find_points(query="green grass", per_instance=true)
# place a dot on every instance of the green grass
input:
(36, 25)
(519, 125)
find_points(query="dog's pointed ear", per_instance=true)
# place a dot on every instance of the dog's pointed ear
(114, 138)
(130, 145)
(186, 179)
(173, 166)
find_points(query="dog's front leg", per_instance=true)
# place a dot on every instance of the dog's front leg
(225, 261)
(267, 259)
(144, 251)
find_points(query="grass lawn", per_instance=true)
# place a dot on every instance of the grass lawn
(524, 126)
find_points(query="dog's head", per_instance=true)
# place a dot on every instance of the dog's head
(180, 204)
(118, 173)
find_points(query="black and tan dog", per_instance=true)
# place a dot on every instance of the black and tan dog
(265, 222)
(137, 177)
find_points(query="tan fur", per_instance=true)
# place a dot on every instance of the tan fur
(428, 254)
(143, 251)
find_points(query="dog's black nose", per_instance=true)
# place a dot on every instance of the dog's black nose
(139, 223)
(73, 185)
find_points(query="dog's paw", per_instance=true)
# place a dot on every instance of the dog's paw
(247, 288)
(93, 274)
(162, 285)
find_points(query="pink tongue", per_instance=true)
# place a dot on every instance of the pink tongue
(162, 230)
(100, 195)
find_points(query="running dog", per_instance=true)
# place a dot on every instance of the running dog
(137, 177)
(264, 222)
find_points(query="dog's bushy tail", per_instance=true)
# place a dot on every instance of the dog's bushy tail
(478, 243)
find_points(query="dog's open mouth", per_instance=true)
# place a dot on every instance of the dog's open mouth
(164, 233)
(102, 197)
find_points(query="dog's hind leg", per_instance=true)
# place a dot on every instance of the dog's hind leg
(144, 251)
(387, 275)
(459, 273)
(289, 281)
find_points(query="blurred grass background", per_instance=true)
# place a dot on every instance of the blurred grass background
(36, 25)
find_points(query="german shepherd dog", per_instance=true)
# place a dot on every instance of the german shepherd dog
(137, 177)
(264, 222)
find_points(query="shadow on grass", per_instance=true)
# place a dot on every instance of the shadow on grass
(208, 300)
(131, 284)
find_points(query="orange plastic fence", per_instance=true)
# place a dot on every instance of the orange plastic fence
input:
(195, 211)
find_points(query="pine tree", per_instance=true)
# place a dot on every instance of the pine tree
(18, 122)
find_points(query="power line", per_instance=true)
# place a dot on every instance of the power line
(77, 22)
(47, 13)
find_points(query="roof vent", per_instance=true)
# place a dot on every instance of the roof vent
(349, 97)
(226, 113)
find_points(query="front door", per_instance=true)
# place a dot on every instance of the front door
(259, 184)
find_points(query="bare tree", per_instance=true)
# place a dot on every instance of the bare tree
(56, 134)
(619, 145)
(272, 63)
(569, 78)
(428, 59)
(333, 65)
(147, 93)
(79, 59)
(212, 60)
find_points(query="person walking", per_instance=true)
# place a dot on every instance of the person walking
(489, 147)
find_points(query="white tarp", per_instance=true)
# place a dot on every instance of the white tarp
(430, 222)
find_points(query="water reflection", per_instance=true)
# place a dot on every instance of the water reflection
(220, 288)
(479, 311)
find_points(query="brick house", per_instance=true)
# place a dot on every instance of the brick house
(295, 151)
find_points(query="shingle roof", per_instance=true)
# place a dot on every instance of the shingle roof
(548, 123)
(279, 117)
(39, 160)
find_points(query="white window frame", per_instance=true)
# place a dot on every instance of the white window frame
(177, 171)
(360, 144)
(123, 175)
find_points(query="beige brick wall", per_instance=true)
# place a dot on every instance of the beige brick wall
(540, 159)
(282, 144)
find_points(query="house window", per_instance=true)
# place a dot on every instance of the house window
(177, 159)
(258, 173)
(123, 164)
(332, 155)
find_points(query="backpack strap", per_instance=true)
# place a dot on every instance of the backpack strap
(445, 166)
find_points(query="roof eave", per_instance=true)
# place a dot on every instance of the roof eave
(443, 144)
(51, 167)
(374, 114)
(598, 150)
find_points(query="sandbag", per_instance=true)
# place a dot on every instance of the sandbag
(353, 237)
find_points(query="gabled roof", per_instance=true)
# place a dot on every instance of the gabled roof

============================================================

## SHORT TASK
Write the entire listing out again, word for word.

## WRITTEN REPLY
find_points(query="green grass", per_instance=true)
# place a dot on every instance of the green grass
input:
(36, 25)
(519, 125)
find_points(query="dog's pointed ear", per_instance=true)
# place a dot on every instance of the dog's pointed ear
(114, 138)
(130, 145)
(186, 179)
(173, 166)
find_points(query="dog's front leg", per_instance=true)
# place a dot on every instance of the dog's front leg
(225, 261)
(267, 259)
(144, 251)
find_points(query="grass lawn", per_instance=true)
# place a dot on every instance of the grass lawn
(524, 126)
find_points(query="dog's head", per_instance=true)
# place a dot on every instance of the dog's head
(180, 204)
(118, 173)
find_points(query="black and tan dog", per_instance=true)
# place a dot on every instance of the black and tan dog
(265, 222)
(137, 177)
find_points(query="tan fur", per_instance=true)
# place a dot on every instance of the tan fur
(428, 254)
(143, 251)
find_points(query="dog's black nose", per_instance=true)
# place a dot on every instance of the dog's black nose
(139, 223)
(73, 185)
find_points(query="dog's paw", per_instance=true)
# place a dot on every instance of the dog's paw
(247, 288)
(93, 274)
(162, 285)
find_points(query="pink tongue", per_instance=true)
# place a dot on every instance of the pink tongue
(162, 230)
(100, 195)
find_points(query="running dog", per_instance=true)
# place a dot on every instance of the running dog
(137, 177)
(264, 222)
find_points(query="dog's bushy tail", per_instance=true)
# place a dot on every instance of the dog's bushy tail
(478, 243)
find_points(query="dog's open mouth", per_instance=true)
# place a dot on every instance of the dog's open mouth
(164, 233)
(102, 197)
find_points(query="dog's hind leg", per_instance=true)
# place a dot on every instance of the dog's hind leg
(144, 251)
(387, 275)
(459, 273)
(289, 281)
find_points(query="blurred grass background", per_instance=true)
# place a dot on every instance of the blurred grass background
(36, 25)
find_points(query="german shepherd dog", per_instance=true)
# place a dot on every instance of the german shepherd dog
(137, 177)
(264, 222)
find_points(query="shadow on grass", per_instance=true)
# place a dot on every instance of the shadow on grass
(208, 300)
(131, 284)
find_points(query="orange plastic fence", per_instance=true)
# place a dot on every instance of the orange plastic fence
input:
(195, 211)
find_points(query="pine tree", per_instance=true)
# place a dot on every instance of the pine tree
(18, 122)
find_points(query="power line", per_instance=true)
# place a dot on every instance of the power line
(77, 22)
(47, 13)
find_points(query="roof vent", per_instance=true)
# place a dot on every instance of the roof vent
(349, 97)
(226, 113)
find_points(query="front door", per_instance=true)
# place a dot on every instance of the front door
(259, 184)
find_points(query="bare tree", per_instance=true)
# place a dot on every instance of the bare tree
(56, 134)
(619, 145)
(272, 63)
(569, 78)
(428, 59)
(333, 65)
(147, 93)
(79, 59)
(212, 60)
find_points(query="person walking", per_instance=true)
# place a dot on every instance of the person walking
(489, 147)
find_points(query="white tarp", per_instance=true)
# place a dot on every instance of the white tarp
(430, 222)
find_points(query="water reflection", per_instance=true)
# place a dot on every instance of the water reflection
(220, 288)
(479, 311)
find_points(query="brick house", per_instance=true)
# place a dot on every instance of the brick house
(295, 151)
find_points(query="shingle roof", per_instance=true)
# place a dot on every instance of the shingle roof
(548, 123)
(279, 117)
(39, 160)
find_points(query="white window frame", per_instance=true)
# place a dot on every instance of the white window frame
(177, 171)
(360, 144)
(123, 175)
find_points(query="beige brick wall", per_instance=true)
# place a dot on every instance of the beige brick wall
(540, 159)
(282, 144)
find_points(query="house window", per_instance=true)
# place a dot on every instance of the house window
(177, 159)
(258, 173)
(123, 164)
(332, 155)
find_points(query="backpack strap", per_instance=true)
# place a dot on every instance of the backpack strap
(445, 166)
find_points(query="roof eave", per_instance=true)
# place a dot on every instance of the roof eave
(443, 144)
(51, 167)
(374, 114)
(598, 150)
find_points(query="sandbag", per_instance=true)
# place a dot on every instance of the sandbag
(353, 237)
find_points(query="gabled roof", per_instance=true)
# place a dot on every instance of the gabled roof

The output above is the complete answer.